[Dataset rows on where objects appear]
- - - - - - -
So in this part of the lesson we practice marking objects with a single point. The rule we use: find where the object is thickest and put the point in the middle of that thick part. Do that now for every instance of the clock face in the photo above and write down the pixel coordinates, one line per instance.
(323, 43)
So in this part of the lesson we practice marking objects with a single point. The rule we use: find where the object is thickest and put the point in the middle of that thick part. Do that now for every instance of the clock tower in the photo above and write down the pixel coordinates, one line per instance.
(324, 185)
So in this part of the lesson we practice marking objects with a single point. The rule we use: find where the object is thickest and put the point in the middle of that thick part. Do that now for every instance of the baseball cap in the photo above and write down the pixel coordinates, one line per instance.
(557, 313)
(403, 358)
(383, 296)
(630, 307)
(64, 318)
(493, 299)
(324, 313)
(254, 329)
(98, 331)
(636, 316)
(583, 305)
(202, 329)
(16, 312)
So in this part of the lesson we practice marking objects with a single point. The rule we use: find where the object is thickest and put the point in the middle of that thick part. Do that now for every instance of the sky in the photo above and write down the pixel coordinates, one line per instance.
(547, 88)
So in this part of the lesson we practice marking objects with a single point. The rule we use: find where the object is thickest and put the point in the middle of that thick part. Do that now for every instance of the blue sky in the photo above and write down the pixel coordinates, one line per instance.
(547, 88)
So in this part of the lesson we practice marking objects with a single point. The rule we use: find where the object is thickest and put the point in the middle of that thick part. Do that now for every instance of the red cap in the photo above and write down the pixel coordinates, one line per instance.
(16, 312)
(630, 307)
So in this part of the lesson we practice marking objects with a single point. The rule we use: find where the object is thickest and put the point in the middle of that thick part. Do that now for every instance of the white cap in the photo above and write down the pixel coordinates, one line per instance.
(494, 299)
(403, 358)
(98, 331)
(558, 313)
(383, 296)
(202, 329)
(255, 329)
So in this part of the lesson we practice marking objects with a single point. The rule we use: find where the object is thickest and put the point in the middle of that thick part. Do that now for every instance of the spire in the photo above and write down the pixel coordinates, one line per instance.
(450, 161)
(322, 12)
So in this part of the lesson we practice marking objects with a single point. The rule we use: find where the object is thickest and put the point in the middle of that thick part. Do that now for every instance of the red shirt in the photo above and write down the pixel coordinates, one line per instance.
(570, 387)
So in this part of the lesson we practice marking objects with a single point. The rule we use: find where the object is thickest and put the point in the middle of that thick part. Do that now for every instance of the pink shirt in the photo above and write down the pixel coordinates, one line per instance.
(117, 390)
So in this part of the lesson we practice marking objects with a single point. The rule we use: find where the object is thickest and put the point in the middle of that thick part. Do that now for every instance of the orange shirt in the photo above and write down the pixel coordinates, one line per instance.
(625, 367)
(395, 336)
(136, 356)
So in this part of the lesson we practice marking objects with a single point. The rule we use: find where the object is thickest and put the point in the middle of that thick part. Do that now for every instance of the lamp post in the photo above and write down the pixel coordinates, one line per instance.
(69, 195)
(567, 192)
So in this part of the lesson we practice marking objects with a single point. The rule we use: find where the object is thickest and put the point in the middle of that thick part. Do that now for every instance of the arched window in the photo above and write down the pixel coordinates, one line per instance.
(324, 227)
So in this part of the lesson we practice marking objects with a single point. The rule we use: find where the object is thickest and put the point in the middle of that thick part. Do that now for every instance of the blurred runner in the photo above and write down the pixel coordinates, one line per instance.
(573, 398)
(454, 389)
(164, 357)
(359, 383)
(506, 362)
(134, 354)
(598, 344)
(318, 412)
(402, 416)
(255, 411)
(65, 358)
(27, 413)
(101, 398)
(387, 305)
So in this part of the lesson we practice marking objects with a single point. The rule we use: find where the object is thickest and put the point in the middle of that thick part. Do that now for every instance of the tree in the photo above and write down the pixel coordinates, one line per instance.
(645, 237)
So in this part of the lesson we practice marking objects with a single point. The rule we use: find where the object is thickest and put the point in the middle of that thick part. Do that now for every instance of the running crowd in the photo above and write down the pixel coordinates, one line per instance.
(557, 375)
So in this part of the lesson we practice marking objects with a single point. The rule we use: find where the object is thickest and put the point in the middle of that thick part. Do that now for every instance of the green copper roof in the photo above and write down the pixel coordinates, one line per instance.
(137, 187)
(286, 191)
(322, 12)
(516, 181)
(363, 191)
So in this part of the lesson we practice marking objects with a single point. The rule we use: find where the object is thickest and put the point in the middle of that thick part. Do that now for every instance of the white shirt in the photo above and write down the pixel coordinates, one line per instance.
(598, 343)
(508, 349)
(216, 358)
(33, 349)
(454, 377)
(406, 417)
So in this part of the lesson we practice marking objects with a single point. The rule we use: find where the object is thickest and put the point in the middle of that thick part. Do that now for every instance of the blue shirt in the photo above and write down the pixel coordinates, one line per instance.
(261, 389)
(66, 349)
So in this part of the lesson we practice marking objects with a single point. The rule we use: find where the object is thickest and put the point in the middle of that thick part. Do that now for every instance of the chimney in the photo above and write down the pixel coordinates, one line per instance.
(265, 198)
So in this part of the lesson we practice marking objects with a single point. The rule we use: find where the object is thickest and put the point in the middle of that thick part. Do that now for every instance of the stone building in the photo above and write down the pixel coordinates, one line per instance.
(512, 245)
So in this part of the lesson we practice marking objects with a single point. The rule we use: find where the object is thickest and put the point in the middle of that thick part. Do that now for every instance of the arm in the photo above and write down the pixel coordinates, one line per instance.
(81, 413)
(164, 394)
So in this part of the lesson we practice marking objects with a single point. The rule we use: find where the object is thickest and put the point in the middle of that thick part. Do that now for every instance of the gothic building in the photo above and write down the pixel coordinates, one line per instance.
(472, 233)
- - - - - - -
* _Written instruction_
In the listing above, find the line with "of the stone" and set down that line and all after it exactly, through the final line.

* _Answer to this exercise_
So in this part of the lesson we practice marking objects with a single point. The rule we use: find where the object is thickest and put the point in the middle of that thick part. Do that now for every instance of the stone building in the photo above and write down the pixel coordinates, one line per instance.
(512, 245)
So in this part of the lesson we practice marking objects with a single point. The rule we use: find where the object is thickest and put the point in the middle of that thick part. Do that now for every instance of the arm in the photo above and write down the pixel coordinates, one line per instance.
(81, 413)
(164, 394)
So in this part of the lesson we practice marking objects with a single point. The rule we use: find where the object is thickest and put the point in the middle of that thick part. Do that now for every instance of the gothic building in the photo above and write down the pixel coordinates, one line per instance.
(472, 233)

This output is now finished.